North Portal: "Roughs Come in from Dakota"

Grandview Hotel, North Portal, c. 1910 Source
The border town of North Portal was a wild and wooly place in the early 1900s, due in large measure to the sale of alcohol to residents of North Dakota, a “dry” state from 1889 to 1932. Sales of liquor flourished in North Portal from 1903 when it was founded, until 1915 when Saskatchewan implemented its own prohibition laws. Things picked up again during the Roaring Twenties when American rum runners used North Portal as a distribution centre for illegal liquor. The town boasted two hotels located only a few feet from the Canada-US border – the Union Hotel and the Grandview Hotel. It also gained notoriety as a town with a high crime rate for a community its size.

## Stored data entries
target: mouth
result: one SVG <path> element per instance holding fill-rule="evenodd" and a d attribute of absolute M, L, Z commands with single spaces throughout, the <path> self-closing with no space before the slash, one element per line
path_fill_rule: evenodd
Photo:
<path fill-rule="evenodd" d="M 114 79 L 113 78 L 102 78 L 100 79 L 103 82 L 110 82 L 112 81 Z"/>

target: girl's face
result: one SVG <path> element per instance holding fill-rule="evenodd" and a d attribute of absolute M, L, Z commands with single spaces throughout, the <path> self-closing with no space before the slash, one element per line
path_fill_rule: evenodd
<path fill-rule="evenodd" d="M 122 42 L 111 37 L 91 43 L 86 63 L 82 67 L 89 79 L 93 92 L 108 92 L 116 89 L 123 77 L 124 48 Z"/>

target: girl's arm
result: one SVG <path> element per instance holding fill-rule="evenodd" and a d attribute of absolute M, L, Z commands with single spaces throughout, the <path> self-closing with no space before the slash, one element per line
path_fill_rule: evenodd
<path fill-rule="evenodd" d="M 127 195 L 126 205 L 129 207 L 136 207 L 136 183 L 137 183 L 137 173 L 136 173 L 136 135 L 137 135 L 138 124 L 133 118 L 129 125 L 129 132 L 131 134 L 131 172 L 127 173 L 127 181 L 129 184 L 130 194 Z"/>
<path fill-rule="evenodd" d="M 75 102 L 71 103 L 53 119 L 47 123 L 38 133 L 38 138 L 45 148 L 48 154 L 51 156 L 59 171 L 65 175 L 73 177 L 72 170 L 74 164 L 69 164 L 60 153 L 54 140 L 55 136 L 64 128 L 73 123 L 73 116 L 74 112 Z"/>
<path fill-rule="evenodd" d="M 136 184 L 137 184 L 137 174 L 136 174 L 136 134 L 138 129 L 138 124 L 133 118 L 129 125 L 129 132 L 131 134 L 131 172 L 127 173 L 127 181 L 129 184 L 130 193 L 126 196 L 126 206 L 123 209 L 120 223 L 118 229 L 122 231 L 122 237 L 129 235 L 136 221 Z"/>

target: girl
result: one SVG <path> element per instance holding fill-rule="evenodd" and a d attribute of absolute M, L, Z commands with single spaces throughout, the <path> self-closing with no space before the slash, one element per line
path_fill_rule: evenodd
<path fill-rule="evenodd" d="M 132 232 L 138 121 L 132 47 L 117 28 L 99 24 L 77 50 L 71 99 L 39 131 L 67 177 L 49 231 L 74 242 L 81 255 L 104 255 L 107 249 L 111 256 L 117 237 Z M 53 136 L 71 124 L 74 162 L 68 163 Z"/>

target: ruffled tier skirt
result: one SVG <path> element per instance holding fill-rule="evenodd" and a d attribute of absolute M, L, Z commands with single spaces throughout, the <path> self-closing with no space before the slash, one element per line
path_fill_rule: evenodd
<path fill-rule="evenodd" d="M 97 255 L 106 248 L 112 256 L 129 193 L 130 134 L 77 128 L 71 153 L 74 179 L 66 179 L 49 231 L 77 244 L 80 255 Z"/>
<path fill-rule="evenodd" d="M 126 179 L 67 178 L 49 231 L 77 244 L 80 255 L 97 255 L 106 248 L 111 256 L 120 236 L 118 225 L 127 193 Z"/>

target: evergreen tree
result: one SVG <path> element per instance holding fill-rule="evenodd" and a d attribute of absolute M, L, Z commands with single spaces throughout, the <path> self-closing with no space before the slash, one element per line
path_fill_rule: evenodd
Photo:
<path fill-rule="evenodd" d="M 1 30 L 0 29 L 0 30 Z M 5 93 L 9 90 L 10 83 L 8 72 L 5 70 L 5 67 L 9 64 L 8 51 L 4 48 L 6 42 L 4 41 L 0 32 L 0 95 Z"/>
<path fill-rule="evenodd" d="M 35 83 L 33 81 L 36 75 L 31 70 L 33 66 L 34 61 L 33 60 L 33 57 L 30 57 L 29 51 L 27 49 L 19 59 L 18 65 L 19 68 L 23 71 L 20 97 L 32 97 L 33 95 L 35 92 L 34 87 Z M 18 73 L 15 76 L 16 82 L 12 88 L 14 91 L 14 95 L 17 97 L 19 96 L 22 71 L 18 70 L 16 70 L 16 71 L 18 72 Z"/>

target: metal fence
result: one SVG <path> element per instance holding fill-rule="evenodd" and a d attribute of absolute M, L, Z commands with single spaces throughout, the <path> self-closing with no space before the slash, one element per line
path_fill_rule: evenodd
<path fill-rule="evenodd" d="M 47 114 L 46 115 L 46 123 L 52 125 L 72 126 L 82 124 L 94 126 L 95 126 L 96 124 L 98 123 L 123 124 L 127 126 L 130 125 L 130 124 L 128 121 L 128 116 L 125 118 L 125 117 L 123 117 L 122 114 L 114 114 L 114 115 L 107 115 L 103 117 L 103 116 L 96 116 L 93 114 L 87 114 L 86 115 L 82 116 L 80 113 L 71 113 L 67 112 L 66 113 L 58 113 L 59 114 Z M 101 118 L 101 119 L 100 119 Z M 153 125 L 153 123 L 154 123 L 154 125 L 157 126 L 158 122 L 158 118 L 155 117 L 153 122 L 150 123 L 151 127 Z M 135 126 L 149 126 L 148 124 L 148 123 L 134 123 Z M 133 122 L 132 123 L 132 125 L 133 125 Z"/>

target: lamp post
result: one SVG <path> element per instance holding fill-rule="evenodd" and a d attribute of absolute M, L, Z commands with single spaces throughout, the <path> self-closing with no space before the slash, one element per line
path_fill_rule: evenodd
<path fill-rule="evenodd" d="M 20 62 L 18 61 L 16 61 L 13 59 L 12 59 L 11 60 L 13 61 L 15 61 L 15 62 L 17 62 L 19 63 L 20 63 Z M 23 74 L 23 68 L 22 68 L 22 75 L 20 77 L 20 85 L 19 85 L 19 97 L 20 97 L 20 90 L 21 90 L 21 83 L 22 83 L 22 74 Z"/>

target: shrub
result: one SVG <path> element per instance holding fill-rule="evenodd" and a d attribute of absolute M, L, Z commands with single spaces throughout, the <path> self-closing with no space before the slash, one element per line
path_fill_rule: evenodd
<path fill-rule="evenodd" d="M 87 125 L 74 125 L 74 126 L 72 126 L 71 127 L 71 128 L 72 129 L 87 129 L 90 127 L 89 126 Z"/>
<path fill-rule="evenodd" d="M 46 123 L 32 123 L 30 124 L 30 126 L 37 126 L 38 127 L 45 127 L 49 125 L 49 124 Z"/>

## What to do
Which two hotels in the North Portal text stood only a few feet from the Canada-US border? The data stands apart from the North Portal text.

## Worked solution
The Union Hotel and the Grandview Hotel.